§ Stated goal A: List the section headings in the article about tomatoes growing on the shore.

§ Page extract:
-- -- --
This is a cached article from 2008 that I am rescuing from oblivion after I found it on an old cache.

Tomatoes on the Shore

A few days ago we reported on the fact that tomatoes were growing on the seafront behind the River Row in Moville.

They are growing just over the sea wall amongst the rocks.

I counted 24 tomato plants and at least half had tomatoes on them.

Indeed I picked a few of them to put in a sunny window to ripen as did my sister Kate.

No Idea

We had no idea how the tomato plants got there.

My first thought was that perhaps someone had dumped some tomato plants just over the sea wall.

I asked Elsie Jessop about ‘her tomatoes’ but she had no idea that they were there.

Indeed she didn’t think that anybody in the River Row grew tomatoes.

She told me to go and get a bag and pick them.

The plants are all at the back of Elsie’s and the White’s houses.

Theory

One of our readers, however, came up with a theory.

Local actress and drama teacher, Movania Parkinson, called to say she had seen a TV programme about tomato plants growing in sewers.

It seems that the human body does not digest the seeds of tomato plants and they come out in their poo.

It also seems that the the tomatoes that grow in the sewerage system are very good quality and have won many prizes.

River Bredagh

As we all know, raw sewage flows into the River Bredagh and then into the Lough.

Movania’s theory is that this is where the tomatoes come from.

Tomato plants don’t grow every year.

They grow one year and then they die.

According to the theory the tomato seeds came from someone’s poo which went into the River Bredagh and then nestled in the soil which gets blown just over the sea wall amongst the rocks.
-- -- --
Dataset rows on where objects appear

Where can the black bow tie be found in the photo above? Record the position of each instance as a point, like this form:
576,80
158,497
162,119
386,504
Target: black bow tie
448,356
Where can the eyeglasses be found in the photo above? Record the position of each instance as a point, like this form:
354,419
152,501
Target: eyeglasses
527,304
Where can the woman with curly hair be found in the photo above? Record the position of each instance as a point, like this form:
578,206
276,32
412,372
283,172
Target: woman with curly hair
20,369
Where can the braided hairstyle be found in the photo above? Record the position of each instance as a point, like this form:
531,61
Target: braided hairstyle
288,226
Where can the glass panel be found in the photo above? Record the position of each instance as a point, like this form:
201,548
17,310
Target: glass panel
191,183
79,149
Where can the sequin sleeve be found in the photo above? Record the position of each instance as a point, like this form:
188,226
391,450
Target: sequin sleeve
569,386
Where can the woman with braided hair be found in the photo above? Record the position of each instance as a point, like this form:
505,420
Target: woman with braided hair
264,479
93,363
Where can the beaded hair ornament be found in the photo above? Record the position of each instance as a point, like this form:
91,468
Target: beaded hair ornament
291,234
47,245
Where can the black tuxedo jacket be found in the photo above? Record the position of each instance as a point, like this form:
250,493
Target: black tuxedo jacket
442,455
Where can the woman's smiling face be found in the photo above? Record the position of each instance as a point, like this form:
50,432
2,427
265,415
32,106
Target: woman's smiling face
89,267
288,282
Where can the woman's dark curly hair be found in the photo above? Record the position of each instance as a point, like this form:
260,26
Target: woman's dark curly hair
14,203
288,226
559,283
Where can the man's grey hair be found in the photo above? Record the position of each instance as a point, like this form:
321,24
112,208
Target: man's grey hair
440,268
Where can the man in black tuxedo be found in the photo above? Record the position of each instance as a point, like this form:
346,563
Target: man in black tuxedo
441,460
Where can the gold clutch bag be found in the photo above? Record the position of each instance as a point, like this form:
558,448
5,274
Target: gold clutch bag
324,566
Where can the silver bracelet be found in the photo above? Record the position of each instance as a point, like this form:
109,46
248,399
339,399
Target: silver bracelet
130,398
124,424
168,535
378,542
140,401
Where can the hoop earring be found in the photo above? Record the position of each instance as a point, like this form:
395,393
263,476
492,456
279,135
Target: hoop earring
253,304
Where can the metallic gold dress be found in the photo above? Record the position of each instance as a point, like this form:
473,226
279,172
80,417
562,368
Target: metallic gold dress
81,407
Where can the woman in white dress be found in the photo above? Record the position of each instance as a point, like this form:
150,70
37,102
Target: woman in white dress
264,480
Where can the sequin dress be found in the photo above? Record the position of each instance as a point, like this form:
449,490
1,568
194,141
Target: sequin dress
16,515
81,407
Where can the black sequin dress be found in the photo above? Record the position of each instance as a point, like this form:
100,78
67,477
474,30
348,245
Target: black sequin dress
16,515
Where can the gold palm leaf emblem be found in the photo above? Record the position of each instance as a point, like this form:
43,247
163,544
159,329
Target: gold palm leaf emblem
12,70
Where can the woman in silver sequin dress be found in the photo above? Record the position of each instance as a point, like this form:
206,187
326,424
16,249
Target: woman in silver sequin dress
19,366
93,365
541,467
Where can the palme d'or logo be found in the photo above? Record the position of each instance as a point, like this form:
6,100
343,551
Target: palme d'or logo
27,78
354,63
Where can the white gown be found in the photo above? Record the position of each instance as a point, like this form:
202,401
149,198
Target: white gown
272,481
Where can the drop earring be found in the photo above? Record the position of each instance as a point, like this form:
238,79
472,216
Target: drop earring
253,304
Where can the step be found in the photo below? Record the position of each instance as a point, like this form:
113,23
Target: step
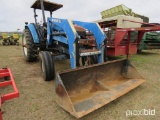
-- -- --
§ Stated goal B: Count the lines of the records above that contain the word "panel", and give only the number.

§ Task result A:
Tomatoes on the Shore
No Idea
Theory
River Bredagh

§ Task result B: 2